INFORMATION SUPPLIED:
= = = =

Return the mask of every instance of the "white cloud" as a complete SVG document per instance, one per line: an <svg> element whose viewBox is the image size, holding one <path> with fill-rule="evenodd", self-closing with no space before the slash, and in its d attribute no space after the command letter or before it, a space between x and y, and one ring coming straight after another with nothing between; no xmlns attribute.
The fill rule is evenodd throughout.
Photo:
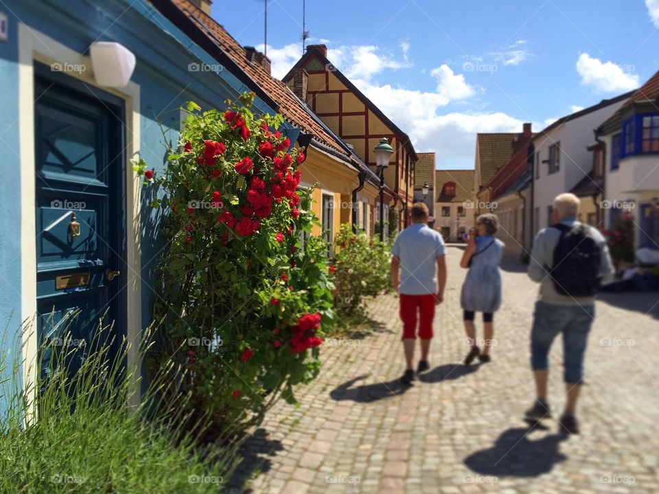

= = = =

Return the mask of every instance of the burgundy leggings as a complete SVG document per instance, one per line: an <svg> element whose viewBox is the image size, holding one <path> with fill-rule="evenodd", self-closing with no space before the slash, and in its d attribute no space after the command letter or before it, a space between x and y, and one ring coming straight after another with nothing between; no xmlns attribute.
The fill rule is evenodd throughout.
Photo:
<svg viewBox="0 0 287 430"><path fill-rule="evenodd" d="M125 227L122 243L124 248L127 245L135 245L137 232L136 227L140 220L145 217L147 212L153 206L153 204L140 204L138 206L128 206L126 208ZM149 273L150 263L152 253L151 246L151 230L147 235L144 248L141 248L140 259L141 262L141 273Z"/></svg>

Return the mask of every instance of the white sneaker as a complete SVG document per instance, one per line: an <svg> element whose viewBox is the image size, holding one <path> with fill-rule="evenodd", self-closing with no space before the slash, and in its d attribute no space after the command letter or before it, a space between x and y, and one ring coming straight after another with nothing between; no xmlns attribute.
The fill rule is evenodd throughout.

= = = =

WRITTEN EXERCISE: Lay out everything from the line containing "Return the mask of every instance of the burgundy" down to the line containing "227L122 243L124 248L127" as a Markdown table with columns No. and Line, numbering each row and leaving out blank lines.

SOLUTION TO THIS PROBLEM:
| No. | Line |
|---|---|
| 1 | Return the mask of every instance of the burgundy leggings as a complete SVG document per instance, one per line: an <svg> element whose viewBox is the image size, holding one <path> with fill-rule="evenodd", self-closing with no space before the slash, and in its d attribute no space after the command letter or before it, a space between x and y, and one ring coming straight after another with nothing between; no xmlns attribute. |
| 2 | The fill rule is evenodd throughout. |
| 3 | Photo: |
| 4 | <svg viewBox="0 0 287 430"><path fill-rule="evenodd" d="M125 227L122 243L124 248L127 245L135 245L137 232L136 227L140 220L145 217L147 212L153 206L153 204L140 204L138 206L128 206L126 208ZM149 273L150 263L152 253L151 246L151 230L147 235L144 248L141 248L140 259L141 262L141 273Z"/></svg> |